● **Task requirements**:
1. Using the text on plastic extrusion below, decide whether each statement agrees with it. Answer yes or no for each, and quote the words of the text that decide it.
(a) The screw normally turns at up to 120 rpm.
(b) Like injection molding, extrusion is usually a batch process rather than a continuous one.
(c) The barrel's heater zones lower the temperature from the rear toward the front.
2. In the text on plastic extrusion below, what is used when forced air cooling is not enough?
3. Continue the text on plastic extrusion below, starting after its last sentence.

--- begin Reading text ---

The first precursors to the modern extruder were developed in the early 19th century. In 1820, Thomas Hancock invented a rubber “masticator” designed to reclaim processed rubber scraps, and in 1836 Edwin Chaffee developed a two-roller machine to mix additives into rubber. The first thermoplastic extrusion was in 1935 by Paul Troester and his wife Ashley Gershoff in Hamburg, Germany. Shortly after, Roberto Colombo of LMP developed the first twin screw extruders in Italy.
In the extrusion of plastics, raw compound material in the form of nurdles (small beads, often called resin in the industry) is gravity fed from a top mounted hopper into the barrel of the extruder. Additives such as colorants and UV inhibitors (in either liquid or pellet form) are often used and can be mixed into the resin prior to arriving at the hopper. The process has much in common with plastic injection molding from the point of the extruder technology though it differs in that it is usually a continuous process. While pultrusion can offer many similar profiles in continuous lengths, usually with added reinforcing, this is achieved by pulling the finished product out of a die instead of extruding the polymer melt through a die.
The material enters through the feed throat (an opening near the rear of the barrel) and comes into contact with the screw. The rotating screw (normally turning at up to 120 rpm) forces the plastic beads forward into the heated barrel. The desired extrusion temperature is rarely equal to the set temperature of the barrel due to viscous heating and other effects. In most processes, a heating profile is set for the barrel in which three or more independent PID controlled heater zones gradually increase the temperature of the barrel from the rear (where the plastic enters) to the front. This allows the plastic beads to melt gradually as they are pushed through the barrel and lowers the risk of overheating which may cause degradation in the polymer.
Extra heat is contributed by the intense pressure and friction taking place inside the barrel. In fact, if an extrusion line is running certain materials fast enough, the heaters can be shut off and the melt temperature maintained by pressure and friction alone inside the barrel. In most extruders, cooling fans are present to keep the temperature below a set value if too much heat is generated. If forced air cooling proves insufficient then cast-in cooling jackets are employed.

--- end Reading text ---
--- begin Data provided ---

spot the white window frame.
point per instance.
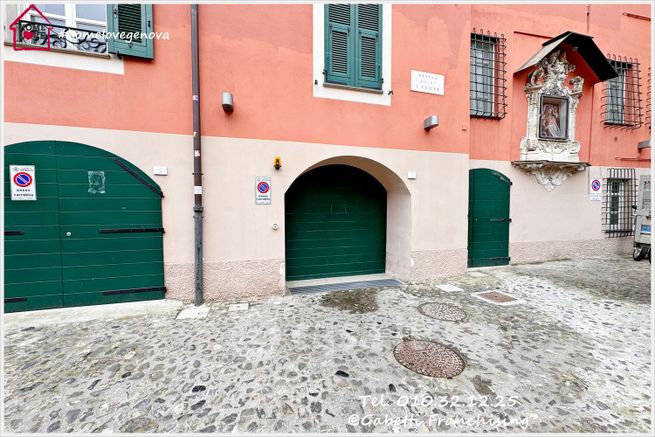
(321, 90)
(620, 196)
(70, 16)
(618, 102)
(491, 104)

--- end Data provided ---

● **The replies**:
1.
(a) Yes: "normally turning at up to 120 rpm"
(b) No: "it differs in that it is usually a continuous process"
(c) No: "gradually increase the temperature of the barrel from the rear (where the plastic enters) to the front"

2. Cast-in cooling jackets are used.

3.
At the front of the barrel, the molten plastic leaves the screw and travels through a screen pack to remove any contaminants in the melt. The screens are reinforced by a breaker plate (a thick metal puck with many holes drilled through it) since the pressure at this point can exceed 5000 psi (34 MPa). The screen pack/breaker plate assembly also serves to create back pressure in the barrel. Back pressure is required for uniform melting and proper mixing of the polymer, and how much pressure is generated can be ‘tweaked’ by varying screen pack composition (the number of screens, their wire weave size, and other parameters). This breaker plate and screen pack combination also does the function of converting “rotational memory” of the molten plastic into “longitudinal memory”.
After passing through the breaker plate molten plastic enters the die. The die is what gives the final product its profile and must be designed so that the molten plastic evenly flows from a cylindrical profile, to the product’s profile shape. Uneven flow at this stage can produce a product with unwanted residual stresses at certain points in the profile which can cause warping upon cooling. Almost any shape imaginable can be created so long as it is a continuous profile.
The product must now be cooled and this is usually achieved by pulling the extrudate through a water bath. Plastics are very good thermal insulators and are therefore difficult to cool quickly. Compared with steel, plastic conducts its heat away 2000 times more slowly. In a tube or pipe extrusion line, a sealed water bath is acted upon by a carefully controlled vacuum to keep the newly formed and still molten tube or pipe from collapsing. For products such as plastic sheeting, the cooling is achieved by pulling through a set of cooling rolls. For films and very thin sheeting, air cooling can be effective as an initial cooling stage, as in blown film extrusion.
Plastic extruders are also extensively used to reprocess recycled plastic waste or other raw materials after cleaning, sorting and/or blending. This material is commonly extruded into filaments suitable for chopping into the bead or pellet stock to use as a precursor for further processing.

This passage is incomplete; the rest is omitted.